** Problem A **
Please read the footnote below and answer: in what year was the draft first attempted?

** Document segment **
________________________

Wednesday, March 11, 2009

WHAT’S IN A NAME ? - Part 8

FOOTNOTE: This is an unfinished draft by RSN, MQV, JIN, RJR, RGC, JYS, TLM assisted by VMB. It was initially attempted in 1986, redrafted in 1992, updated in 1996, and redrafted again in 2002 and 2003. After several on-and-off attempts, the writers concluded that because of its inherent creative nature, this feature article can never be truly finalized by them. It is therefore expected that every reader from the NSC “alumni association” will have something to add, concoct, embellish, delete or otherwise revise versus what was written into this unfinished draft. After reading properly (in compliance with the warning), the reader is invited to try his own skill in creative writing that has been demonstrated (adequately, we hope) by the writers. This way, we could stimulate your minds into recalling those times when we all worked together so hard and so productively and, thereby, enjoyed every minute of it. In so doing, we hope to reassure each other that ….…. YES, WE REMEMBER.

________________________

** Problem B **
Report every line in the entries that contains the word "shrub".

________________________

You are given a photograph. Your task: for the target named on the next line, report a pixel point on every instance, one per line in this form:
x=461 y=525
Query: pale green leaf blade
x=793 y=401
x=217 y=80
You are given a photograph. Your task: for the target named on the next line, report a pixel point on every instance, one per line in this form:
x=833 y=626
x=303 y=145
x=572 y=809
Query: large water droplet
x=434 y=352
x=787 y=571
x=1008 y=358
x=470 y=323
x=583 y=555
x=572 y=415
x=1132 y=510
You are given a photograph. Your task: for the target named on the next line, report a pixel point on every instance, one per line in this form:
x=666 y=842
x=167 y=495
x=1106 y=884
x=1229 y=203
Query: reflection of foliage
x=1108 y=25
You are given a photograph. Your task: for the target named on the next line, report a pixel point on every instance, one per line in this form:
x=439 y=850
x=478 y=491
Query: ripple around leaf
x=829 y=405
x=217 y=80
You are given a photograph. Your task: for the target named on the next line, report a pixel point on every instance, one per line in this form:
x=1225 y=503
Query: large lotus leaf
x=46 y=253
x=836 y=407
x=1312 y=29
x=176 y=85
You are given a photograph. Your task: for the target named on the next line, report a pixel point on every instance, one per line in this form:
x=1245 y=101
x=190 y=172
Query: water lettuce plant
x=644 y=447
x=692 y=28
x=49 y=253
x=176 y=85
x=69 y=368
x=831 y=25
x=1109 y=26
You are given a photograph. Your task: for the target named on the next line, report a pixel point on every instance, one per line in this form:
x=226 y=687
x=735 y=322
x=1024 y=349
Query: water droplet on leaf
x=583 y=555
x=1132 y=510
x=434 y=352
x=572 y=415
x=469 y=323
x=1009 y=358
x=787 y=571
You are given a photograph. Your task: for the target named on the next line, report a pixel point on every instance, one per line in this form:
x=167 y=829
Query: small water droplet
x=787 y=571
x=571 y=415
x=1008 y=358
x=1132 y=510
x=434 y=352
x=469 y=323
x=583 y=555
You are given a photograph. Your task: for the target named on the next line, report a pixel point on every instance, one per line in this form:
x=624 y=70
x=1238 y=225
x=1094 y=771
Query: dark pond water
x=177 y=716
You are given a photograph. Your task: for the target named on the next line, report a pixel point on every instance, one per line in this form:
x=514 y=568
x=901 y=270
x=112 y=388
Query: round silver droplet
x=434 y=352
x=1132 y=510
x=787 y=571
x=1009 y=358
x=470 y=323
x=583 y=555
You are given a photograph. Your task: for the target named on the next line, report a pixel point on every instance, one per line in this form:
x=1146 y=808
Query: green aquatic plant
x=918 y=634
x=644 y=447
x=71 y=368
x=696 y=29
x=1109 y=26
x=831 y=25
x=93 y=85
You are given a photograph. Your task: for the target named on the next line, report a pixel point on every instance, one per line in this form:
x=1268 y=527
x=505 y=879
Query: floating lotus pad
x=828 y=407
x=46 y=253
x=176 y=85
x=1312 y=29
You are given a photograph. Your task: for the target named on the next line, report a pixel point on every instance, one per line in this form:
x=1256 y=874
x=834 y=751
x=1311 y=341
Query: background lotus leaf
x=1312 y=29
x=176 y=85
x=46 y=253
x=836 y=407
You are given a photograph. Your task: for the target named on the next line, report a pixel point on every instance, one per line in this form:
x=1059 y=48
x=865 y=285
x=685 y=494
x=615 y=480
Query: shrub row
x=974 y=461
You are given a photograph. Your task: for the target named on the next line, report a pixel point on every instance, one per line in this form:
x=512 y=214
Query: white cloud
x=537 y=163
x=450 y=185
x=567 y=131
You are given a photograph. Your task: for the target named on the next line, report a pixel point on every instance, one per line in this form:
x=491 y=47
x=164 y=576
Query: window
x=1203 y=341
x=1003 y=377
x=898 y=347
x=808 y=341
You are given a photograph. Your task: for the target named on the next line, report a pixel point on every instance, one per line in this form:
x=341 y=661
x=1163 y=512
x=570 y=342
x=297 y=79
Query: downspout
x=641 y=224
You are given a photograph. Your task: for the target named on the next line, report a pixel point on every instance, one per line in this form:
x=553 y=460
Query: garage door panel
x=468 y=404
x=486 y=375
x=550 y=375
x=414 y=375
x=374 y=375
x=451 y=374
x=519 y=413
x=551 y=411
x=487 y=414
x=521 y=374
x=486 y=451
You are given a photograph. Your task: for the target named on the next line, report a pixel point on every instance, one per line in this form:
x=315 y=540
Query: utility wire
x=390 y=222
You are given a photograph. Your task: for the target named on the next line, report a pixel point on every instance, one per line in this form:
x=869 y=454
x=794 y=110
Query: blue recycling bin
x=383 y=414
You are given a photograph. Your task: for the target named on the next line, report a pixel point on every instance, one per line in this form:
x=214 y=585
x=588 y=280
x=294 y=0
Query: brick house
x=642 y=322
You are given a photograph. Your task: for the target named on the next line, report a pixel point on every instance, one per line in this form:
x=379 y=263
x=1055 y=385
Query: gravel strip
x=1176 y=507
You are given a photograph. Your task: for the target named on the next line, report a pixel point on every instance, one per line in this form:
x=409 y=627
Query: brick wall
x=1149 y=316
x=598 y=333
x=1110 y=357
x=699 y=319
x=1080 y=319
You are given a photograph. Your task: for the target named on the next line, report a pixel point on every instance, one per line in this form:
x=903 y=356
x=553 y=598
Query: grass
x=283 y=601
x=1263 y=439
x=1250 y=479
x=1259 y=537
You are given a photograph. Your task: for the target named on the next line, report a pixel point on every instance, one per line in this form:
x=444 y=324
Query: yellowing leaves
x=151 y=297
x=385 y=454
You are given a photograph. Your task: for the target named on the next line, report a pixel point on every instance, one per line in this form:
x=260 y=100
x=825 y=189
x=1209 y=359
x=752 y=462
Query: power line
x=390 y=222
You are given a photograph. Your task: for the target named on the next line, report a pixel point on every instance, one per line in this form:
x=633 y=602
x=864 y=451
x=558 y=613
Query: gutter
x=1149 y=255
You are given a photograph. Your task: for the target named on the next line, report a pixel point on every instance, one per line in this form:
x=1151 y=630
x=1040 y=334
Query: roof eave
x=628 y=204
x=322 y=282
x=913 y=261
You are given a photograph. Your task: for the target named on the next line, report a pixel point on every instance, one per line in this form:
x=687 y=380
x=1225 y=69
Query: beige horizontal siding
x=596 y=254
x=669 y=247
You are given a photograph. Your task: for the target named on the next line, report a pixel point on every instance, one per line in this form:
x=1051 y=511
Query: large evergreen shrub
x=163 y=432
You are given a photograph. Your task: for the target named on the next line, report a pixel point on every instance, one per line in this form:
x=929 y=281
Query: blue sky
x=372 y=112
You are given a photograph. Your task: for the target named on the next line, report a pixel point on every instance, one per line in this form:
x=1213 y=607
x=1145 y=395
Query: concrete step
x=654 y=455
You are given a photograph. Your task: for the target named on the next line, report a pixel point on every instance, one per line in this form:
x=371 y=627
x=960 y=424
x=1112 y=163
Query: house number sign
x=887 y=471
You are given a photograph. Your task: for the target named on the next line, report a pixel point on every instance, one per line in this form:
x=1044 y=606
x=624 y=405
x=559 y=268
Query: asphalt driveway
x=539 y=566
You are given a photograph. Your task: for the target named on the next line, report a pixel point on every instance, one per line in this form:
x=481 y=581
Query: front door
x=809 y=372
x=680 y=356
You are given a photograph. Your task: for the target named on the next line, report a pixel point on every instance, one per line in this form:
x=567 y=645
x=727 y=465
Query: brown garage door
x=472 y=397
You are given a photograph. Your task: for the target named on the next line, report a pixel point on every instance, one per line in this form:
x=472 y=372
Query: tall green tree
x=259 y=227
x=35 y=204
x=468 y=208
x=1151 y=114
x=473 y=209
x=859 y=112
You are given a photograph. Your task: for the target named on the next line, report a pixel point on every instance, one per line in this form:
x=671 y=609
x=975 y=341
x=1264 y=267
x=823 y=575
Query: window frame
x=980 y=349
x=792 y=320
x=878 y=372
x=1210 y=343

________________________

** Reply A **
1986

** Reply B **
Query: shrub row
Query: large evergreen shrub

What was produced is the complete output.